**Problems to work on:**
#1 Copy the stretch of the CodeQL extraction thread from "The other possibility" through "if that exists." word for word.
#2 In the CodeQL extraction thread, what command did sad-dev say all three builds were made with?

**Document excerpt:**
•••••

The next thing I would do is pick a file that's missing, say foobar.cc, and grep build-tracer.log for that name. If there are no results, then CodeQL did not observe that file being compiled. If there are some results, then they should give clues as to what happened when trying to extract that file.

The other possibility is that extraction was successful, but something went wrong during database finalization. Once my local build finishes, I can investigate whether anything goes wrong there for me, but it might be worth checking the database-create-*.log file for errors around the line Importing .*foobar.cc.*, if that exists.

@sad-dev
Copy link

sad-dev commented Aug 25, 2020

I edited the previous post to update with filelists and extractor crashes. Also can confirm that all three were build with autoninja -C out/Default chrome with a empty (rm -rf out) output folder

Picking v8/src/wasm/wasm-objects.cc at random from comm f6.txt f16.txt,

1.) The build-tracer.log files are slightly broken up (even on 6c, it appears that multiple threads write to it at the same time) but they all show :
a) the extractor being called to 'mimic' clang on v8/src/wasm/wasm-objects.cc to create obj/v8/v8_base_without_compiler/wasm-objects.o
b) Creating trap tarball /...v8/src/wasm/wasm-objects.cc....trap.tar.br
c) Emitting trap files for ../../v8/src/wasm/wasm-objects.cc
d) Archiving /home/user/codeql_chromium_db/src/home/user/chromium/src/v8/src/wasm/wasm-objects.cc

only my 6core and 8core logs contain lines of the form
e) Wrote XXX files to ...v8/src/wasm/wasm-objects.cc....trap.tar.br
f) 11 errors detected in the compilation of "../../v8/src/wasm/wasm-objects.cc"

•••••

(Dataset rows showing where objects appear)
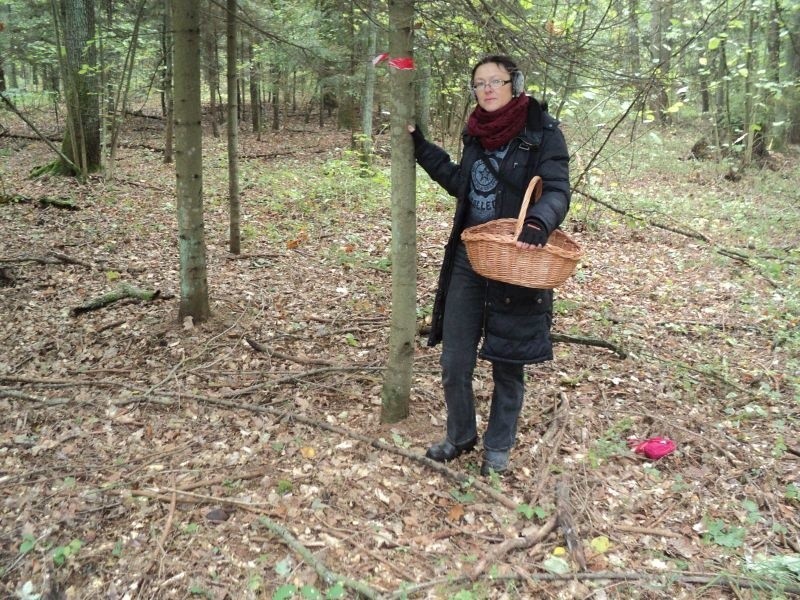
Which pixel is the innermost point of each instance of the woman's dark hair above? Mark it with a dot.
(500, 59)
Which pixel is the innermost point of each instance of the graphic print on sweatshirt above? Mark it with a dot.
(483, 188)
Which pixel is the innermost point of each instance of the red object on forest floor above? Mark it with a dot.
(653, 448)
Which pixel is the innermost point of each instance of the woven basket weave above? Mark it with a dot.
(493, 252)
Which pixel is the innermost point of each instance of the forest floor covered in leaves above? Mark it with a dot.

•••••

**Outputs by task:**
#1
The other possibility is that extraction was successful, but something went wrong during database finalization. Once my local build finishes, I can investigate whether anything goes wrong there for me, but it might be worth checking the database-create-*.log file for errors around the line Importing .*foobar.cc.*, if that exists.

#2 autoninja -C out/Default chrome